## Dataset records on object locations
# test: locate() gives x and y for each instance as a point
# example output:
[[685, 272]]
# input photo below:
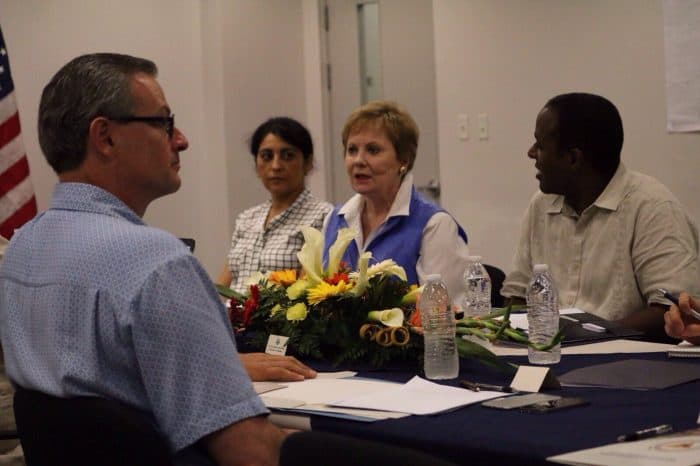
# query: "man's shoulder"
[[645, 187]]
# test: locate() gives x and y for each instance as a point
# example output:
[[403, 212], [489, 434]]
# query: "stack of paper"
[[369, 400], [632, 374], [682, 449]]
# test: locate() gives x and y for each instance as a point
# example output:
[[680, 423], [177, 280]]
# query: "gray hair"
[[86, 87]]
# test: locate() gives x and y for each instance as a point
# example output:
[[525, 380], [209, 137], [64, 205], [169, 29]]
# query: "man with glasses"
[[109, 306]]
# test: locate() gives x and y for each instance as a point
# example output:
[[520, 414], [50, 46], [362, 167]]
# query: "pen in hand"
[[646, 433], [674, 300]]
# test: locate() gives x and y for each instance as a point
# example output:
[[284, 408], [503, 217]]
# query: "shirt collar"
[[609, 199], [90, 198], [614, 192], [400, 207]]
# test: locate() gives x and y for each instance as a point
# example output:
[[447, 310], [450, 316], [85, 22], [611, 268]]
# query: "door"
[[388, 46]]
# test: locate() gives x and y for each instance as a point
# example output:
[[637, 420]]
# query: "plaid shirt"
[[259, 248]]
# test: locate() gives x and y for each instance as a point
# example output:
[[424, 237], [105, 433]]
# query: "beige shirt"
[[610, 260], [3, 246]]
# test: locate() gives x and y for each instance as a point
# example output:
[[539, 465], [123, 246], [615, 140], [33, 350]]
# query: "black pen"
[[495, 388], [646, 433], [674, 300], [477, 387], [469, 385]]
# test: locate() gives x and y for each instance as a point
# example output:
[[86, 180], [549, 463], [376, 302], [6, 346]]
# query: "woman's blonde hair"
[[399, 126]]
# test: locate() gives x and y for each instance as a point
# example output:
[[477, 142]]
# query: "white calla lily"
[[390, 317], [387, 267], [360, 277], [336, 251], [311, 254]]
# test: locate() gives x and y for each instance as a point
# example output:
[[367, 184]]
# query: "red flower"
[[250, 304], [337, 278]]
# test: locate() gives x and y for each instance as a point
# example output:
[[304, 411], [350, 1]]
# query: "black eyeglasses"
[[168, 123]]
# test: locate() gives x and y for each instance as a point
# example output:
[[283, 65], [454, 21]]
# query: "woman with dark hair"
[[267, 237]]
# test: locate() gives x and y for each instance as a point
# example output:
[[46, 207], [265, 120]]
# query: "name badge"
[[277, 344]]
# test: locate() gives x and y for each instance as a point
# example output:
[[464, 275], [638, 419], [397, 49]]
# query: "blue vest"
[[399, 238]]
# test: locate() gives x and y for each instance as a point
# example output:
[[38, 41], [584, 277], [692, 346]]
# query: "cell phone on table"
[[519, 401], [554, 405]]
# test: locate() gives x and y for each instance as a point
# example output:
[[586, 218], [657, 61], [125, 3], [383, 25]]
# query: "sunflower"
[[283, 277], [324, 290]]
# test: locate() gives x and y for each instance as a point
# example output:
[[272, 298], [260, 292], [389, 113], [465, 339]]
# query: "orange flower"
[[283, 277]]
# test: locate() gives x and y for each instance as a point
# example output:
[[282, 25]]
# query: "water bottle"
[[542, 315], [477, 288], [438, 320]]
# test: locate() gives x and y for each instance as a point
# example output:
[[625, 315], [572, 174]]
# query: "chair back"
[[310, 448], [497, 277], [86, 431], [189, 242]]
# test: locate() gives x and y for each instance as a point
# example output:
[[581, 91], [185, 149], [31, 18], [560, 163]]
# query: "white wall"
[[506, 58], [225, 66]]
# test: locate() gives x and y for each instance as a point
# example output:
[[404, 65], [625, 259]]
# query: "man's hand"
[[680, 323], [266, 367]]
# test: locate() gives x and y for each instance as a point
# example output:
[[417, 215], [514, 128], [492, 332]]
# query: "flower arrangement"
[[342, 315]]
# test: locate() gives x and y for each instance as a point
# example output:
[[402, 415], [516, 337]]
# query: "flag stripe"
[[13, 176], [18, 218], [9, 129], [11, 153], [8, 107], [17, 201]]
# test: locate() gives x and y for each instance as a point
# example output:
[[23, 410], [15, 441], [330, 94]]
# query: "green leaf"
[[470, 350]]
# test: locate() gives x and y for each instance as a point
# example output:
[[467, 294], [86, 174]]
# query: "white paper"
[[325, 391], [418, 396], [682, 449], [682, 52], [602, 347]]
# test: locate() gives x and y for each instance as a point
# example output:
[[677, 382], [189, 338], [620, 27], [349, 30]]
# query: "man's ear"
[[575, 157], [99, 137]]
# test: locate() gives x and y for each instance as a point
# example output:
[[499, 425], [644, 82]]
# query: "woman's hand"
[[267, 367], [680, 323]]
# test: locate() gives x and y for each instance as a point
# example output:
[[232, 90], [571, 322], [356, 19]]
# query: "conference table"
[[477, 435]]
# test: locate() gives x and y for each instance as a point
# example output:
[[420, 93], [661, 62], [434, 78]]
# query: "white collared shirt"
[[612, 259], [442, 249]]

## WRITTEN TASK
Rewrite all of the records above, substituting "sample output" for every occurrence of "example output" and leaving everything else unchanged. Leave the pictures out of your answer.

## RESULT BELOW
# test: locate() gives x and y for each instance as a point
# sample output:
[[685, 272]]
# input photo below:
# query: "man's shoulder"
[[645, 187]]
# test: locate() gives x and y for each instance as a point
# sample output:
[[403, 212], [489, 434]]
# query: "stack of paper"
[[369, 400], [632, 374], [682, 449]]
# test: locate() gives x and y for each instance as a point
# sample output:
[[680, 423], [177, 280]]
# query: "gray hair"
[[86, 87]]
# test: locate() gives x and y for each instance as a point
# sample output:
[[525, 380], [209, 137], [64, 205], [169, 29]]
# query: "man with glasses"
[[109, 306]]
# test: locate() gives x and y for each instance as a point
# sample output:
[[520, 414], [50, 46], [362, 167]]
# query: "pen in hand"
[[646, 433], [674, 300]]
# test: locate() gives x and y for each instance as a point
# sample output:
[[284, 408], [503, 217]]
# query: "shirt collar"
[[609, 199], [90, 198], [614, 192], [400, 207]]
# test: locate() gives x and y for each instance as a point
# sample output:
[[447, 310], [450, 316], [85, 22], [611, 268]]
# query: "door"
[[388, 46]]
# test: locate() gives x and y for each instance as a point
# sample output:
[[637, 420]]
# query: "plaid shirt"
[[259, 248]]
# test: locate() gives x and y for each instance as a point
# sample output:
[[424, 237], [105, 433]]
# query: "beige shirt"
[[610, 260], [3, 246]]
# test: locate() gives x and y for each instance as a point
# sample output:
[[539, 465], [123, 246], [615, 140], [33, 350]]
# query: "black pen"
[[495, 388], [646, 433], [674, 300], [477, 387], [469, 385]]
# test: locate() gives x and y for each instance as a point
# sample output:
[[86, 180], [549, 463], [376, 302], [6, 346]]
# query: "woman's blonde hair"
[[399, 126]]
# test: locate() gives x and y for each instance as a point
# sample output:
[[477, 142]]
# query: "white calla lily"
[[390, 317], [387, 267], [360, 277], [336, 251], [311, 254]]
# test: locate() gives x and y for each instance as a point
# sample output:
[[367, 184]]
# query: "red flower"
[[250, 304], [337, 278]]
# test: locate() gives x and y for each instance as a point
# sample output:
[[304, 411], [350, 1]]
# query: "black eyeglasses"
[[168, 123]]
# test: locate() gives x and y for each instance as a point
# sample output:
[[283, 65], [454, 21]]
# query: "woman with dark hair"
[[267, 237]]
# test: locate() gives x and y for each instance as a point
# sample output:
[[46, 207], [265, 120]]
# query: "name badge"
[[277, 344]]
# test: locate() gives x and y for each instance as a point
# sample output:
[[464, 275], [638, 419], [397, 49]]
# query: "blue vest"
[[399, 238]]
# test: locate() gives x and y for each instance as a point
# sample output:
[[38, 41], [584, 277], [692, 346]]
# query: "cell phone on table"
[[519, 401], [554, 405]]
# test: locate() gives x and y for each instance as a point
# sample output:
[[586, 218], [657, 61], [125, 3], [383, 25]]
# query: "sunflower"
[[283, 277], [324, 290]]
# test: locate() gives x and y for each instance as a point
# sample output:
[[272, 298], [260, 292], [389, 113], [465, 339]]
# query: "orange flower"
[[283, 277]]
# test: locate() gives x and y for each instance as a point
# sample output:
[[282, 25]]
# query: "water bottle"
[[542, 315], [477, 288], [438, 320]]
# test: locate() gives x and y for each instance as a point
# sample output:
[[625, 315], [572, 174]]
# query: "chair back"
[[310, 448], [497, 277], [86, 431], [189, 242]]
# test: locate() gives x and y for each instance as a point
# sample output:
[[581, 91], [185, 149], [31, 18], [560, 163]]
# query: "white wall"
[[506, 58], [225, 66]]
# test: locate() gives x and y for each instance as a point
# sample output:
[[404, 65], [625, 259]]
# query: "man's hand"
[[680, 323], [266, 367]]
# test: locate() gives x and y for each instance as a point
# sample output:
[[417, 215], [514, 128], [492, 332]]
# query: "flower arrangement"
[[342, 315]]
# test: locate() gives x and y for each instance as a point
# sample output:
[[402, 415], [516, 337]]
# query: "flag stripe"
[[13, 176], [18, 218], [9, 129], [11, 153], [8, 107], [17, 201]]
# test: locate() gives x and y for each instance as a point
# sample output:
[[23, 410], [15, 441], [330, 94]]
# query: "green leaf"
[[470, 350]]
# test: locate() gives x and y for each instance as a point
# sample output:
[[467, 294], [86, 174]]
# query: "white paper"
[[325, 391], [418, 396], [682, 449], [682, 52], [602, 347]]
# test: locate() gives x and y for each instance as a point
# sample output:
[[677, 382], [189, 338], [620, 27], [349, 30]]
# query: "man's ear"
[[575, 157], [99, 137]]
# test: locate() gives x and y for each instance as a point
# sample output:
[[499, 425], [644, 82]]
# query: "woman's hand"
[[267, 367], [680, 323]]
# test: locate() gives x and y for each instance as a point
# sample output:
[[232, 90], [571, 322], [356, 19]]
# query: "conference table"
[[477, 435]]
# test: locate() gives x and y for each instance as a point
# sample output:
[[420, 93], [661, 62], [434, 78]]
# query: "white collared shirt"
[[612, 259], [442, 249]]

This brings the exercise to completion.